** Problem **
Copy out the records from the line containing "Trace the outline of every instance of the calm" through the end of the records, requests included. Shift every number in the answers by -70, both the viewBox values and the path coordinates.

Data records
# # # # # # #
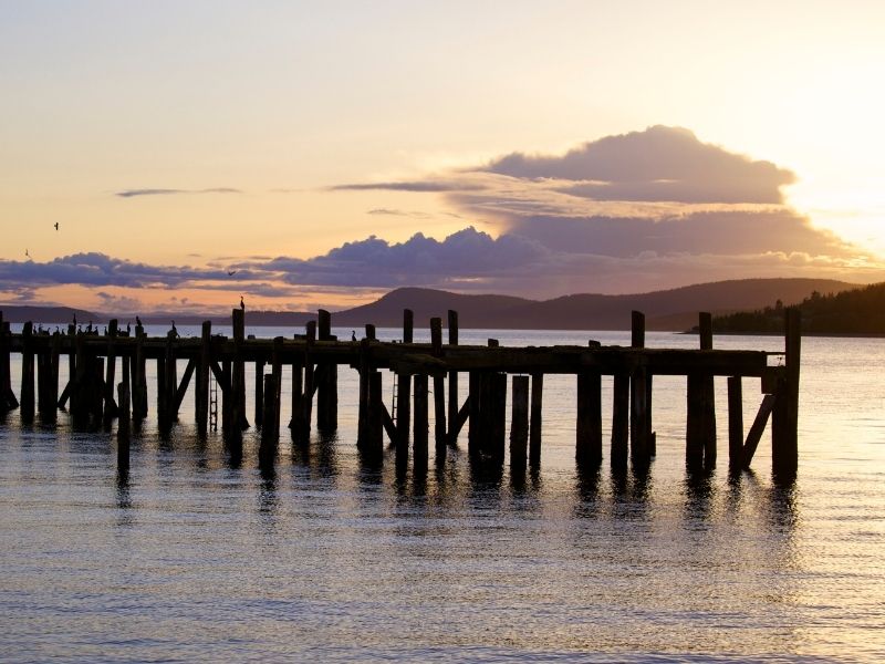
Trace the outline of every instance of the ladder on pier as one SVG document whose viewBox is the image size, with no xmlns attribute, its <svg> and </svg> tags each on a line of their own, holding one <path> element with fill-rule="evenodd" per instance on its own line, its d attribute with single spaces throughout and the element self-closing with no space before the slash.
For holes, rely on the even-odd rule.
<svg viewBox="0 0 885 664">
<path fill-rule="evenodd" d="M 209 428 L 218 430 L 218 381 L 212 372 L 209 372 Z"/>
</svg>

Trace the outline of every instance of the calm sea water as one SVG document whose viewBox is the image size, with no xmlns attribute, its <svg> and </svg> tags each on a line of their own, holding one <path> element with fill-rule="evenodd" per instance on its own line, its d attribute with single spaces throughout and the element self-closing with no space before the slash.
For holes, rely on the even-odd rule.
<svg viewBox="0 0 885 664">
<path fill-rule="evenodd" d="M 607 332 L 461 336 L 628 343 Z M 576 473 L 573 377 L 544 384 L 542 467 L 523 479 L 477 475 L 464 450 L 441 467 L 431 458 L 426 476 L 397 475 L 392 453 L 381 470 L 361 466 L 356 377 L 344 369 L 337 437 L 293 447 L 283 428 L 272 471 L 258 468 L 251 433 L 240 463 L 220 437 L 200 442 L 190 395 L 170 439 L 152 419 L 133 440 L 128 477 L 112 434 L 72 432 L 64 414 L 58 428 L 22 426 L 13 412 L 0 424 L 0 658 L 882 660 L 883 376 L 885 340 L 803 341 L 790 487 L 771 480 L 769 434 L 753 471 L 729 479 L 719 378 L 720 463 L 702 478 L 684 468 L 679 378 L 655 378 L 658 455 L 644 476 L 613 475 L 607 459 Z M 743 392 L 749 427 L 758 381 Z M 283 404 L 285 425 L 285 393 Z M 610 417 L 611 380 L 603 405 Z"/>
</svg>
# # # # # # #
** Output **
Trace the outline of every instance of the calm sea water as one SVG document whose viewBox is the image size, with no xmlns attribute, its <svg> and </svg> tags each on a line of their own, holding one <path> element with fill-rule="evenodd" per instance on its own line, its d attribute with single spaces throughout and the element self-closing with no space before the slash.
For holes, rely on the even-odd rule.
<svg viewBox="-70 -70 815 594">
<path fill-rule="evenodd" d="M 537 262 L 391 266 L 558 273 Z M 506 403 L 503 307 L 474 314 L 472 397 L 453 409 L 407 405 L 394 380 L 371 397 L 361 388 L 356 406 L 327 405 L 322 383 L 311 400 L 291 396 L 286 307 L 274 299 L 267 367 L 223 377 L 213 358 L 202 401 L 188 398 L 181 363 L 170 393 L 150 367 L 130 372 L 120 325 L 100 369 L 82 349 L 63 370 L 58 407 L 42 364 L 2 362 L -6 344 L -12 358 L -48 356 L -57 342 L -70 354 L -70 588 L 812 590 L 813 306 L 815 270 L 733 271 L 720 417 L 701 410 L 699 364 L 683 401 L 659 409 L 649 308 L 650 393 L 632 408 L 614 398 L 609 308 L 585 308 L 588 385 L 574 406 L 543 405 L 537 389 Z M 673 322 L 679 357 L 688 311 Z M 213 334 L 215 355 L 215 323 Z M 540 347 L 541 310 L 533 335 Z"/>
</svg>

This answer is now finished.